* [What is required] Gather every line in the entries below that contains the string "slab", and copy each one in full. Matching is case-sensitive.

* [Records for processing]

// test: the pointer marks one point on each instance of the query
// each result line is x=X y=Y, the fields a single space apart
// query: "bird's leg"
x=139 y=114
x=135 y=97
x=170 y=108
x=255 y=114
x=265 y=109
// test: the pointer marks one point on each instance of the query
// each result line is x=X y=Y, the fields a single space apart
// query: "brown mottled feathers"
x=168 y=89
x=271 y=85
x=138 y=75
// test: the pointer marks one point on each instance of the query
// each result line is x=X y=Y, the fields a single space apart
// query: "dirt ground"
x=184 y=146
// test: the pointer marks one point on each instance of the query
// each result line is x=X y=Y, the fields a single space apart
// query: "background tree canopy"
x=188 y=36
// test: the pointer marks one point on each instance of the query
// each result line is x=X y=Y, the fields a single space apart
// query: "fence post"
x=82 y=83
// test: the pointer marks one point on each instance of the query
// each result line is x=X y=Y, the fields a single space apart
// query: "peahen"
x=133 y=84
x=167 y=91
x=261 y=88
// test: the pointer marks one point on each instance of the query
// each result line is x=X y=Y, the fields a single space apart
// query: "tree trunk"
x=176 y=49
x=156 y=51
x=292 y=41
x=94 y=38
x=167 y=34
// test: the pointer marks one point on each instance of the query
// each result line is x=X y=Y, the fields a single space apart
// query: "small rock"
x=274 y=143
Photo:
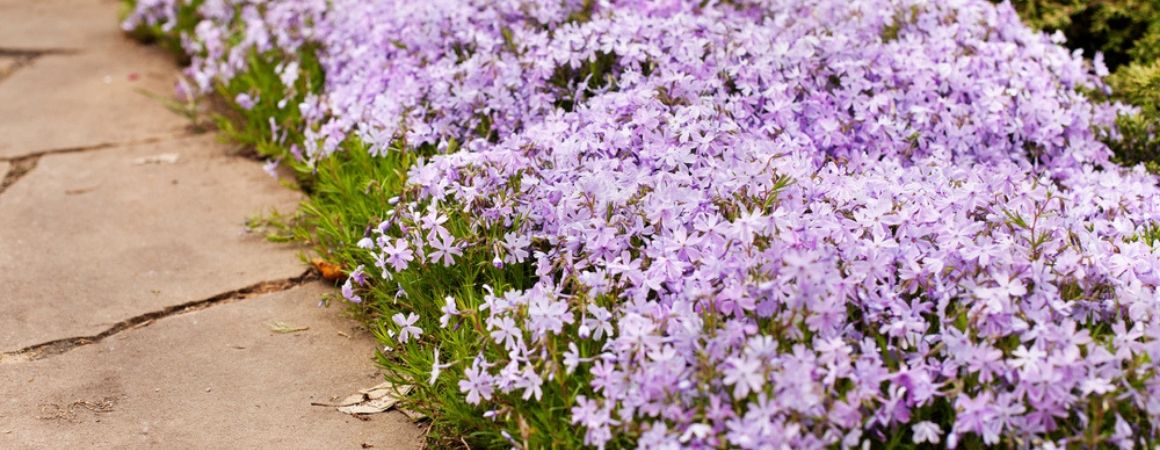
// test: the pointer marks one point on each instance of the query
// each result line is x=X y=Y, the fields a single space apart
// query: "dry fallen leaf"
x=374 y=400
x=282 y=327
x=330 y=271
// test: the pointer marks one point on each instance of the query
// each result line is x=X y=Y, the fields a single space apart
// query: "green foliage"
x=1128 y=34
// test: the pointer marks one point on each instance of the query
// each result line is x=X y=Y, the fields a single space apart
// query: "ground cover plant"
x=1126 y=35
x=711 y=224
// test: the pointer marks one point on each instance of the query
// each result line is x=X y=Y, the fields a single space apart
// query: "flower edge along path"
x=697 y=225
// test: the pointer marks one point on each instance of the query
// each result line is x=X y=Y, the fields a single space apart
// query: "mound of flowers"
x=718 y=224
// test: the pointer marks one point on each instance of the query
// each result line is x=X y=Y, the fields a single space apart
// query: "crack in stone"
x=62 y=346
x=26 y=58
x=34 y=52
x=82 y=149
x=19 y=168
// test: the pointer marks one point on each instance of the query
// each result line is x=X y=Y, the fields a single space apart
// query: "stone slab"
x=87 y=99
x=7 y=65
x=93 y=238
x=209 y=379
x=57 y=24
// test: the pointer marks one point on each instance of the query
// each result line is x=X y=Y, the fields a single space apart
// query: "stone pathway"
x=137 y=311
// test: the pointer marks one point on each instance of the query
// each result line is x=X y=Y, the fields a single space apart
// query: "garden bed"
x=736 y=224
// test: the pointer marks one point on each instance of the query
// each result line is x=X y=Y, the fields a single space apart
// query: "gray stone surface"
x=93 y=238
x=57 y=24
x=8 y=65
x=85 y=99
x=209 y=379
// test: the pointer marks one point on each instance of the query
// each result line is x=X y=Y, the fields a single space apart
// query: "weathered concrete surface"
x=8 y=65
x=212 y=378
x=89 y=98
x=93 y=238
x=57 y=24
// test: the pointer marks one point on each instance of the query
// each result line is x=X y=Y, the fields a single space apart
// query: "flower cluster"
x=753 y=224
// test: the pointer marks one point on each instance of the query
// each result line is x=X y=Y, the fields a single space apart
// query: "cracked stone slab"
x=57 y=24
x=93 y=238
x=214 y=378
x=88 y=99
x=7 y=65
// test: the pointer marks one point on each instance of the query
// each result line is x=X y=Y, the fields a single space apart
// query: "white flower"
x=926 y=432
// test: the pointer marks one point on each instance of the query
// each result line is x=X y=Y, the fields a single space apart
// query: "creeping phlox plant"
x=720 y=224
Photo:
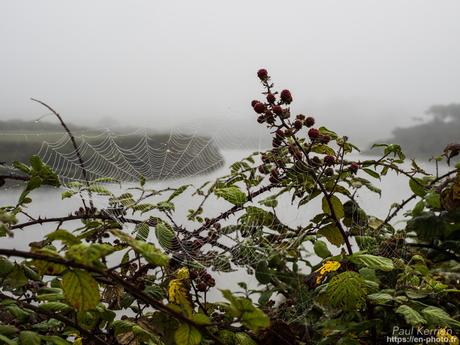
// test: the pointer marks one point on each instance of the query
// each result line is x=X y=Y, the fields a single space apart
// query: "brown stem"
x=115 y=278
x=75 y=146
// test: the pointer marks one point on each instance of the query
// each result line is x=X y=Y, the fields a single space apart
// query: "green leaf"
x=178 y=192
x=336 y=206
x=380 y=298
x=321 y=249
x=433 y=199
x=165 y=235
x=242 y=338
x=54 y=306
x=29 y=338
x=417 y=187
x=142 y=231
x=187 y=335
x=232 y=194
x=332 y=234
x=347 y=290
x=8 y=329
x=372 y=173
x=372 y=261
x=80 y=289
x=411 y=316
x=439 y=317
x=63 y=235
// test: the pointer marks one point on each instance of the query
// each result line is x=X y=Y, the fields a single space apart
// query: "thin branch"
x=116 y=279
x=75 y=146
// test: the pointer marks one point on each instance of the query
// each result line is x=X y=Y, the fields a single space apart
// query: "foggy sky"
x=362 y=66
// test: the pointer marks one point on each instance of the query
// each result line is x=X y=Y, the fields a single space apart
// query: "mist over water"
x=361 y=67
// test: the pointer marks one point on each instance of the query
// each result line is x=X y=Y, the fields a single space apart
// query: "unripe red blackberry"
x=313 y=133
x=271 y=98
x=309 y=121
x=329 y=172
x=262 y=74
x=259 y=108
x=277 y=110
x=201 y=286
x=354 y=167
x=298 y=124
x=286 y=96
x=329 y=160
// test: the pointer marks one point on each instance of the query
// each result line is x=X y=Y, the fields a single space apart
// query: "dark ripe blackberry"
x=212 y=282
x=316 y=161
x=324 y=139
x=329 y=160
x=354 y=167
x=300 y=117
x=286 y=96
x=271 y=98
x=279 y=134
x=201 y=286
x=276 y=142
x=274 y=172
x=263 y=169
x=313 y=133
x=273 y=179
x=262 y=74
x=277 y=110
x=298 y=124
x=329 y=172
x=286 y=114
x=193 y=274
x=298 y=155
x=309 y=121
x=259 y=108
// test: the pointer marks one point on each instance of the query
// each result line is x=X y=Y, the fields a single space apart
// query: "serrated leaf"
x=372 y=261
x=151 y=253
x=332 y=234
x=411 y=316
x=232 y=194
x=337 y=206
x=165 y=235
x=187 y=335
x=80 y=289
x=29 y=338
x=347 y=290
x=417 y=187
x=321 y=249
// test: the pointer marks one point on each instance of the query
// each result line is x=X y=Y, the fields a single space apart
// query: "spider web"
x=180 y=155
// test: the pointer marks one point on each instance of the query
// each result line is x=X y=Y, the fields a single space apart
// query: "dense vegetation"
x=131 y=274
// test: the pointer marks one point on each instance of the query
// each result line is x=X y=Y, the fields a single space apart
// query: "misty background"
x=362 y=67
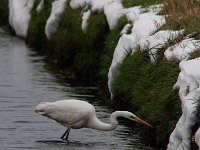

* [Solution to the exercise]
// query: "stone slab"
// query: "cracked stone slab"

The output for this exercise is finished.